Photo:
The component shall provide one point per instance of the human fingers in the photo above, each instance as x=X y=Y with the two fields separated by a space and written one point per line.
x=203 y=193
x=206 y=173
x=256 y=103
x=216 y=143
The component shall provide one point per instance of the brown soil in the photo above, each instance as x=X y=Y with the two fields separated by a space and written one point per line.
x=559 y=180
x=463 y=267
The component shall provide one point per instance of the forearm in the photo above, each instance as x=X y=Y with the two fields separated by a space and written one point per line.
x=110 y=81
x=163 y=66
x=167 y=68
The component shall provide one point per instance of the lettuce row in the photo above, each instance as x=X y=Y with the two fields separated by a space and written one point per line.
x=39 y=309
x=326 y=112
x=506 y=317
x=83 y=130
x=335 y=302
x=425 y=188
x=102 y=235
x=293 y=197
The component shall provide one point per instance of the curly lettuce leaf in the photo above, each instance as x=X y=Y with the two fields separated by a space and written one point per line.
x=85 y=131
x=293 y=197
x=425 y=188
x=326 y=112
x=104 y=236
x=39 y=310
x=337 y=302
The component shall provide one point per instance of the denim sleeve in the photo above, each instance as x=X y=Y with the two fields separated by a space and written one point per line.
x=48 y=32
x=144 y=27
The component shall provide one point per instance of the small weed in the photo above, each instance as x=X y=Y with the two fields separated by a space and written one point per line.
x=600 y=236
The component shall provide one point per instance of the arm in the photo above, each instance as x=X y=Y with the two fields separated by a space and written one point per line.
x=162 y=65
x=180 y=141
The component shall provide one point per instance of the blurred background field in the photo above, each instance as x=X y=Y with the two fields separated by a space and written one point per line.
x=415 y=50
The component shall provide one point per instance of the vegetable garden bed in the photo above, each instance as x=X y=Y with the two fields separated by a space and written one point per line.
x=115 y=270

- - -

Rewrite all of the lines above as a JSON list of strings, with one string for each line and any blank lines left out.

• Expected answer
[
  "Photo:",
  "The component shall provide one point per instance of the human fingers in the photo above, each instance as x=X y=Y with the two fields separated by a space and written one point per line.",
  "x=203 y=193",
  "x=206 y=173",
  "x=256 y=103",
  "x=216 y=143",
  "The component shall provide one point per instance of the brown soil in the photo above, each instance as x=X y=Y with the two fields separated by a space and written one point per line.",
  "x=559 y=180",
  "x=463 y=267",
  "The component shall provide one point per instance of the forearm in the photo above, each instance as x=X y=Y with the two fields separated by a space and written one point per line.",
  "x=110 y=81",
  "x=163 y=66",
  "x=167 y=68",
  "The component shall provide one point per instance of the lettuce row in the photo above, each instance as x=X y=Y with the two fields separated by a space and written one point per line.",
  "x=39 y=309",
  "x=326 y=112",
  "x=506 y=317",
  "x=83 y=130",
  "x=335 y=302",
  "x=425 y=188",
  "x=102 y=235",
  "x=293 y=197",
  "The component shall provide one point per instance of the curly lettuce leaf in the photo above, each instance as x=X y=Y with the two fields separated by a space and written one point per line.",
  "x=85 y=131",
  "x=293 y=197",
  "x=425 y=188",
  "x=326 y=112",
  "x=104 y=236",
  "x=39 y=310",
  "x=337 y=302",
  "The component shall provide one point per instance of the denim sleeve in the photo above, each instance as x=X y=Y with the two fields separated by a space and written one point per line.",
  "x=48 y=32",
  "x=144 y=27",
  "The component shall provide one point per instance of the small weed in the photo above, each instance as x=X y=Y with the two fields separated by a space and written one point per line.",
  "x=600 y=236",
  "The component shall provide one point per instance of the arm in the photo above, each instance as x=X y=Y with the two fields separated by a space and written one point per line.",
  "x=162 y=65",
  "x=180 y=141",
  "The component shall provide one point per instance of the blurred background field in the photo above, each instance as x=X y=Y with the two fields separated by a space and written one point per line.",
  "x=415 y=50",
  "The component shall provide one point per instance of the vegetable garden bed in the photo above, each instance as x=X y=Y with the two fields separated by a space and written one point per line.",
  "x=115 y=270"
]